* [Dataset records]:

________________

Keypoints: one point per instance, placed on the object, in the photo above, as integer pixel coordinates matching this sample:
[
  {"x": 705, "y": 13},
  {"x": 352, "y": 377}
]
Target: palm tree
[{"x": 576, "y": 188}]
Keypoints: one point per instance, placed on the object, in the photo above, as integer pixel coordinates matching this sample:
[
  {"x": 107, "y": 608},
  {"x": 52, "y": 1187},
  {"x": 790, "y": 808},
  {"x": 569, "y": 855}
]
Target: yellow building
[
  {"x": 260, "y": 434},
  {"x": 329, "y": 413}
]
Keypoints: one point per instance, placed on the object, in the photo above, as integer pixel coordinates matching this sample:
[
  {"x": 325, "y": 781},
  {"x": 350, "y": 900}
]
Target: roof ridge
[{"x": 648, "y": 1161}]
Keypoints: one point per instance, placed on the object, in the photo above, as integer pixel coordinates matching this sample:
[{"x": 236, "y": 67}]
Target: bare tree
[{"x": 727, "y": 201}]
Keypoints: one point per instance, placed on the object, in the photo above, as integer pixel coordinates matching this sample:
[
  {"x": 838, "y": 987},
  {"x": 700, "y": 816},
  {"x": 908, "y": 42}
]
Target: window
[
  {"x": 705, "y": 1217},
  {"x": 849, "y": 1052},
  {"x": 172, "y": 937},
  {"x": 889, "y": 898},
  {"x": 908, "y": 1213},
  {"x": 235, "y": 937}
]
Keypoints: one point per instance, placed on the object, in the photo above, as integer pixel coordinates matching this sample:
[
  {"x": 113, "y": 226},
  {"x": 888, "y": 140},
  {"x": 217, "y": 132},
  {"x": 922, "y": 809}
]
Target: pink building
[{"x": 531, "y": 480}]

________________

* [Job]:
Nothing should be left out: repeat all of the data exactly.

* [Reply to the task]:
Keypoints: one point per instance, placed on the object, in the photo above, as integer pixel coordinates matching this sample:
[
  {"x": 705, "y": 13},
  {"x": 352, "y": 377}
]
Target: palm tree
[{"x": 576, "y": 188}]
Keypoints: one point per instance, placed on the object, in the photo above, as integer pixel coordinates matching this sample:
[
  {"x": 107, "y": 608},
  {"x": 52, "y": 1187},
  {"x": 790, "y": 808},
  {"x": 569, "y": 855}
]
Target: yellow building
[
  {"x": 260, "y": 434},
  {"x": 329, "y": 413}
]
Keypoints: one point per instance, placed on the object, in the photo above, as integer pixel coordinates matching this sample:
[
  {"x": 325, "y": 781},
  {"x": 350, "y": 900}
]
Target: roof ridge
[{"x": 648, "y": 1161}]
Keypoints: one point per instance, placed on the object, in the photo above, as integer pixel coordinates matching this sample:
[{"x": 236, "y": 67}]
Target: bare tree
[{"x": 727, "y": 201}]
Keypoints: one point per instance, placed on the object, in the photo above, as integer pixel coordinates matching this sample:
[
  {"x": 838, "y": 987},
  {"x": 700, "y": 816},
  {"x": 908, "y": 42}
]
Target: window
[
  {"x": 705, "y": 1217},
  {"x": 849, "y": 1052},
  {"x": 172, "y": 937},
  {"x": 889, "y": 898},
  {"x": 908, "y": 1213},
  {"x": 235, "y": 937}
]
Keypoints: one point per instance, placed on the object, in the photo above, as integer pixel coordinates matching this sample:
[
  {"x": 113, "y": 226},
  {"x": 888, "y": 140},
  {"x": 217, "y": 132},
  {"x": 922, "y": 809}
]
Target: pink building
[{"x": 531, "y": 480}]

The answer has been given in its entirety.